-- Text provided follows --

QUOTE (alinam @ Jul 21 2009, 06:06 PM)

I've been reading and posting on the PS boards for a couple months now and almost exclusively in the anxiety sections. Most of you anxious ladies have probably already read my story so I won't repeat the WHOLE thing. Something I've noticed, though is that most of the PS ladies seem to have "bad days" with anxiety/panic all day or a few hours a day. My anxiety seems to have been constant with worsening from "ovulation" to a couple days into my period. The zoloft dose I'm on seems to be helping a little but I'm still having to take ativan three times a day just to keep the anxiety at bay.
Is this really perimenopause aggravating my anxiety disorder? I was under such good control on my little 20mg of paxil for five years that I'm just floored at how horrible I feel every day.
So (this doesn't sound right, but) are there other peri ladies out there who have the anxiety all the time but it's worse during part of your cycle?

-- Text provided concluded --

_Required action 1_
Quote the forum post word for word, starting at "QUOTE (alinam @" and ending at "feel every day.".
_Required action 2_
Shorten the paragraph of the forum post that begins "I've been reading and posting", keeping its main facts.
_Required action 3_
List every medication named in the forum post.

-- Entries supplied follows --

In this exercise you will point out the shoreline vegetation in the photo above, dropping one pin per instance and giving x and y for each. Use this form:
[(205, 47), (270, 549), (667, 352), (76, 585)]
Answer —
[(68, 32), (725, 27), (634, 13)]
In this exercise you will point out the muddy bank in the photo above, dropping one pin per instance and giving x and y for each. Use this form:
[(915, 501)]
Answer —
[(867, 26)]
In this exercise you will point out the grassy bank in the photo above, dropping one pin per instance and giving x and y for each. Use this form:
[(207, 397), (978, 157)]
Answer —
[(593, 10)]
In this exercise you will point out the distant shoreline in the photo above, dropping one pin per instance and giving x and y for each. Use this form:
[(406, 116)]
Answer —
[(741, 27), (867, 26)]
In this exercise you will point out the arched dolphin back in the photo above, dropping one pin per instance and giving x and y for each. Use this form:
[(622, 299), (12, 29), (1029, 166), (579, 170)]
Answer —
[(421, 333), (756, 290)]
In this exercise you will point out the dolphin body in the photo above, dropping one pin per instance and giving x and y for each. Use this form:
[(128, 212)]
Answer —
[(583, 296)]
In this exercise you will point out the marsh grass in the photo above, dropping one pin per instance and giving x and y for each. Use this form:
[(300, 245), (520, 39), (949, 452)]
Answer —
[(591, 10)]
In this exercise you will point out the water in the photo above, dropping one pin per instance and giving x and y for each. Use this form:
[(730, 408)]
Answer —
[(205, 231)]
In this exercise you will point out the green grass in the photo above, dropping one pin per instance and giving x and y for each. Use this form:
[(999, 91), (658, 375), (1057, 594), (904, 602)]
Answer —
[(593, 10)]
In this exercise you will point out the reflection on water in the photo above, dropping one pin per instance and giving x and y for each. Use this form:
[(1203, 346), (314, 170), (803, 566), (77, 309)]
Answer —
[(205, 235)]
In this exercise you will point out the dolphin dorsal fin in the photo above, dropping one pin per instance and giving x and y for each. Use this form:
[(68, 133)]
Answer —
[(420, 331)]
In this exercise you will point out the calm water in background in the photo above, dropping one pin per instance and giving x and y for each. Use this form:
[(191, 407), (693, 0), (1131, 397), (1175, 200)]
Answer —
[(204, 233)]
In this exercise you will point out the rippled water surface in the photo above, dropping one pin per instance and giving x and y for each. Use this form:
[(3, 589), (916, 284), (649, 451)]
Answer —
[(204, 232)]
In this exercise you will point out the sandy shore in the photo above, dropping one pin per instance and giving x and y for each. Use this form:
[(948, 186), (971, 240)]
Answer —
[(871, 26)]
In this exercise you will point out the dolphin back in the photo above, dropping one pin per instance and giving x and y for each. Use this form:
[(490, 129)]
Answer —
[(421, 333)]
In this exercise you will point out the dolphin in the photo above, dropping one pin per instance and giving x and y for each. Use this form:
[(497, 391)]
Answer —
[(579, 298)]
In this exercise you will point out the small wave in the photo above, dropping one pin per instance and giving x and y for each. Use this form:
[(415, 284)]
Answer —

-- Entries supplied concluded --

_Answer space 1_
QUOTE (alinam @ Jul 21 2009, 06:06 PM)

I've been reading and posting on the PS boards for a couple months now and almost exclusively in the anxiety sections. Most of you anxious ladies have probably already read my story so I won't repeat the WHOLE thing. Something I've noticed, though is that most of the PS ladies seem to have "bad days" with anxiety/panic all day or a few hours a day. My anxiety seems to have been constant with worsening from "ovulation" to a couple days into my period. The zoloft dose I'm on seems to be helping a little but I'm still having to take ativan three times a day just to keep the anxiety at bay.
Is this really perimenopause aggravating my anxiety disorder? I was under such good control on my little 20mg of paxil for five years that I'm just floored at how horrible I feel every day.

_Answer space 2_
The writer has read and posted on the PS boards for a couple of months, almost only in the anxiety sections. Most PS ladies there seem to have "bad days" of anxiety or panic, lasting all day or a few hours a day. The writer's anxiety is constant instead, and it gets worse from "ovulation" to a couple of days into the period. The current zoloft dose helps a little, but ativan is still needed three times a day to keep the anxiety at bay.

_Answer space 3_
zoloft
ativan
paxil